§ URAIAN TUGAS 1
Menurut teks kutipan tentang suasana duka di rumah almarhum, dengan alat bantu apa Yoppy Semprong berjalan?
§ URAIAN TUGAS 2
Tentukan apakah setiap pernyataan berikut sesuai dengan teks kutipan tentang suasana duka di rumah almarhum. Jawab ya atau tidak untuk masing-masing, disertai kutipan kata-kata penentu dari teks tersebut.
(a) Ayah Yoppy tetap tinggal di rumah duka bersama Yoppy.
(b) Rombongan pencerita terdiri atas delapan orang.
(c) Suci dan Riris berada di samping peti jenazah.
§ URAIAN TUGAS 3
Lanjutkan teks kutipan tentang suasana duka di rumah almarhum Yohanes, mulai setelah kalimat terakhir yang ditampilkan.
++++ TEKS KUTIPAN
Yoppy Semprong terlihat datang diantar oleh
ayahnya, lalu ayahnya pulang dan meninggalkan Yoppy di rumah itu, karena
Yoppy sudah memberitahunya bahwa ia nanti akan pulang denganku. Yoppy
Semprong berjalan terhuyung-huyung dengan menggunakan kruk. Ia langsung
menghampiri peti jenasah almarhum, lalu kulihat ia sempat
berbincang-bincang sesaat dengan Ibu Blasius Lema, kemudian kudengar
ratap beliau,
"Tak tahulah, kakak.. mengapa kawan kakak si
Yohanes ini meninggalkan kita begitu cepat.. Padahal tanganku, kedua
jariku ini belum lelah untuk merawat dan membesarkannya.."
Isak tangis
Ibu almarhum kembali membuncah, memecah suasana. Kami semakin tenggelam
dalam duka, terlebih ketika melihat momen saat seorang ibu menghadapi
kenyataan paling pilu dalam hidupnya, yaitu melihat anaknya pergi
mendahuluinya.
Kami berdelapan tertunduk pilu. Semprong termangu
sambil memegang kruknya. Aku melihat Suci dan Riris disamping peti
jenasah, seakan ingin memberikan salam terakhir bagi kawannya itu.
Airmata menetes dari kedua mata lentik dua gadis itu, dan kulihat Suci
yang tampak begitu larut dalam duka. Ia begitu sentimentil.
++++++++
++++ INFORMASI YANG DITAMPILKAN
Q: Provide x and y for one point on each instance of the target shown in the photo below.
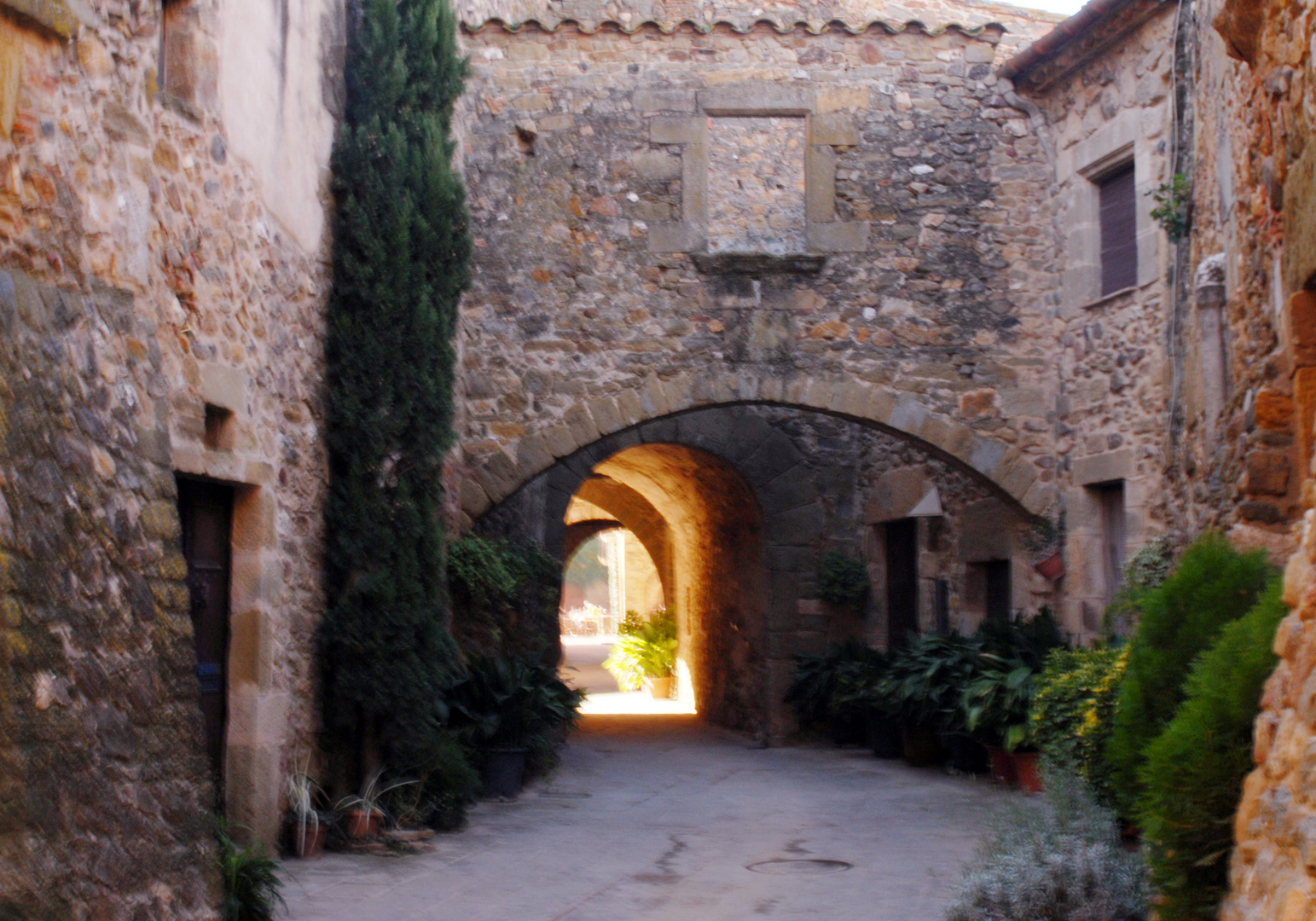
++++++++
§ KELUARAN YANG DIHARAPKAN 1
Yoppy Semprong berjalan dengan menggunakan kruk.

§ KELUARAN YANG DIHARAPKAN 2
(a) Tidak: "lalu ayahnya pulang dan meninggalkan Yoppy di rumah itu"
(b) Ya: "Kami berdelapan tertunduk pilu."
(c) Ya: "Aku melihat Suci dan Riris disamping peti jenasah"

§ KELUARAN YANG DIHARAPKAN 3
Pak Jito menyampaikan sambutan mewakili sekolah, untuk menyampaikan rasa dukacita kami.
"Mewakili kawan-kawan almarhum, juga mewakili sekolah, kami menyampaikan dukacita teramat dalam atas meninggalnya Lema...."
Sayangnya Pak Jito alpa menyebut nama almarhum dengan lengkap. Harusnya
beliau menyebut 'Yohanes Gregorius Lema', bukan 'Lema' saja, karena
Lema sebenarnya adalah nama ayah almarhum. Jadinya, para pengunjung,
termasuk keluarga almarhum di kanan-kiri kami sejenak menoleh kearah Pak
Jito.
Ah, gara-gara kami yang terlalu sering memanggil nama
almarhum dengan panggilan 'Lema', maka Pak Jito juga ikut-ikutan
memanggil 'Lema' pula.
Seusai penutupan peti, aku dan Semprong
berinisiatif untuk mengambil sepeda motor dan mengiringi mobil jenasah
almarhum. Kami berdua bersepeda dengan membawa bendera palang merah,
bendera jenasah sampai ke tempat pemakaman almarhum di Kembang Kuning,
Surabaya.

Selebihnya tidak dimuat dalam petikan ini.